##### Provided text #####

This content originally appeared on DEV Community and was authored by Kaustuv K Chattopadhyay
Confused why every SDE/SWE
role requires DSA when
day-to-day mundane work
might not even need it?
You are on the right article!
In this article we will take a look at particularly interesting instance of web-dev where DFS, a well known graph algorithm fit the problem just too well.
Although day to day activities usually doesn't require such knowledge of graph algorithms, however, once in a blue moon comes about a problem, which demands an efficient solution which is next to impossible without graph theory.
Problem Statement
Given a electrical circuit annotate its nodes.
Rules:
1. Equipotential points must given same names.
2. No two nodes having different potential must have same names.
3. A node is an endpoint of an circuit element.
For e.g. each resistor has 2 nodes marked 1 and 2 in Fig 1.
4. N nodes are given to you. The graph is given to you in terms of edges(u,v) in a graph G, where u and v are the nodes.
Analysis
We know 2 points not having a potential drop between them must lie at the same potential.
Naming nodes is very easy when you have two nodes in the picture joined by a single edge. One can simply name both the nodes node_1 and go about their day. No worries. Yay!
Right?
Wrong. Only if it was that simple. * sighs *
Presenting Fig 2, where it is clearly visible that a single node might be connected to another node but also multiple such nodes.
Therefore, we must be able to figure out a way to first find all nodes connected to a particular node. Then give all these nodes the same name.
People familiar with graph theory and algorithms might be getting ideas by now ;)
So lets look at the solution now
Solution
A straight out of the wardrobe solution is Depth First Search a.k.a DFS on each unvisited node, finding out the the connected nodes recursively and naming them with node_x for each connected segment.
And just like that, a complex problem turns into a trivial application of DSA. Tada!
Here is a piece of related code from the repo. The piece of code below creates separate sets of nodes which are at the same potential. The circuit's graphical representation is made using mxgraph.
var NODE_SETS = []
// console.log('dfs init')
var ptr = 1
var mp = Array(5000).fill(0)

##### Dataset #####

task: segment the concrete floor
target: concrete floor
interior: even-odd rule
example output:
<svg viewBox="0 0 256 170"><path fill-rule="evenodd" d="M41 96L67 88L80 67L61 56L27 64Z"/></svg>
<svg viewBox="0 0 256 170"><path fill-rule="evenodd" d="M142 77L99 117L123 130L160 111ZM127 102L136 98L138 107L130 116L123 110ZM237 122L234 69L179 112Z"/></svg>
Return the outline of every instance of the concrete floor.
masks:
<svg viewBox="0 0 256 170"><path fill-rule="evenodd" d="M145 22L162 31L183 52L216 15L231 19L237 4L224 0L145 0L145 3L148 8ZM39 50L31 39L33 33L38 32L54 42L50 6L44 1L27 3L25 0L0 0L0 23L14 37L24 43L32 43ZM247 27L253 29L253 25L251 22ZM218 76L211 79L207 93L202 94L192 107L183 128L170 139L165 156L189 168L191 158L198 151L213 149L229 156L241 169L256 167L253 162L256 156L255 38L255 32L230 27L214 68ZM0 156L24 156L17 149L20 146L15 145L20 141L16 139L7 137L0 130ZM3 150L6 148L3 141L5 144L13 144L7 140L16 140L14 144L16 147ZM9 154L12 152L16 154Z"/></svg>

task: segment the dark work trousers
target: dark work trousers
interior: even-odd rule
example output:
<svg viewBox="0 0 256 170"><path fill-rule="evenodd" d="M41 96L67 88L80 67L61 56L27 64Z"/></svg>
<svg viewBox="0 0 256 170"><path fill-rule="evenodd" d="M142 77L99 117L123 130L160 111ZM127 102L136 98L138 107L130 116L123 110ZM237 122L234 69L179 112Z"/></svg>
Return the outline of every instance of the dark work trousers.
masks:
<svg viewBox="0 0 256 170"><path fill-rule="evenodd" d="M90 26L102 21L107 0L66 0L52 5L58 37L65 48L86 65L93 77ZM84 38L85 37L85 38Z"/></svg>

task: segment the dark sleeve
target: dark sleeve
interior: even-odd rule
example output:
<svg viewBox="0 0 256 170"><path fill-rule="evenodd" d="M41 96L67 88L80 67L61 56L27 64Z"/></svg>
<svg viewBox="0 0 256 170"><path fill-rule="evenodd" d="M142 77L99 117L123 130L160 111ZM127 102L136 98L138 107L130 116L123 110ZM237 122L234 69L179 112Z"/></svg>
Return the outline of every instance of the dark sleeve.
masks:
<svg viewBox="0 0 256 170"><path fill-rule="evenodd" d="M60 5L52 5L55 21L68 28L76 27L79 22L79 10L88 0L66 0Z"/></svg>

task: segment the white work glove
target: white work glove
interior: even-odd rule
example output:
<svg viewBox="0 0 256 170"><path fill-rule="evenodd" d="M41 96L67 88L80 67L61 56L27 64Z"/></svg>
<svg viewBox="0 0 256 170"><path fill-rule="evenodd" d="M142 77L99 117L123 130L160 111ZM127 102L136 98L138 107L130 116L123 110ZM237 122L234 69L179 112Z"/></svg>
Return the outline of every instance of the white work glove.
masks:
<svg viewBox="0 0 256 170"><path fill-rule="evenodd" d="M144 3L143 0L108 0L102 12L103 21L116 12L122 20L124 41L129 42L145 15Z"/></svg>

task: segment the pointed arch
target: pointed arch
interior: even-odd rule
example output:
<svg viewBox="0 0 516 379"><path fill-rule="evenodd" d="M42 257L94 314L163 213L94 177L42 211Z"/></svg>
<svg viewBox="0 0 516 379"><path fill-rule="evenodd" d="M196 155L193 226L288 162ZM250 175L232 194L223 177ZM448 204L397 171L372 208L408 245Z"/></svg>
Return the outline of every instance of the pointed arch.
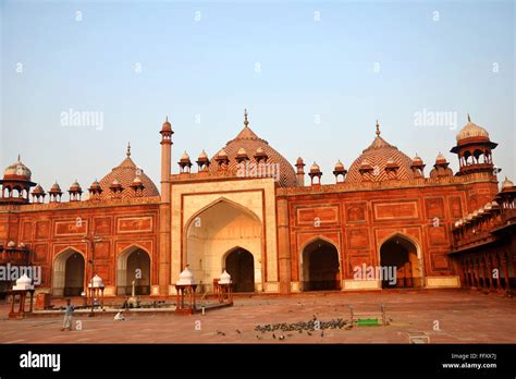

#####

Stated task:
Please carry on the article about naming circuit nodes with depth-first search, starting right after its last line of code.

Written reply:
NODE_SETS[0] = new Set() // Defining ground
for(var property in list){
if(list[property].Component === true && list[property].symbol !== 'PWR'){
mxCell.prototype.ConnectedNode = null
var component = list[property]
if (component.children !== null) {
// pins
for (var child in component.children) {
var pin = component.children[child];
if (pin != null && pin.vertex === true && pin.connectable) {
if (pin.edges !== null || pin.edges.length !== 0) {
if(mp[(pin.id)] === 1){
continue
}
var stk = new Stack()
var cur_node
var cur_set = []
var contains_gnd = 0
stk.push(pin)
// console.log('exploring connected nodes of', pin)
while(!stk.isEmpty()){
cur_node = stk.peek()
stk.pop();
mp[cur_node.id] = 1
cur_set.push(cur_node)
stk.print()
for (var wire in cur_node.edges) {
console.log(cur_node.edges[wire])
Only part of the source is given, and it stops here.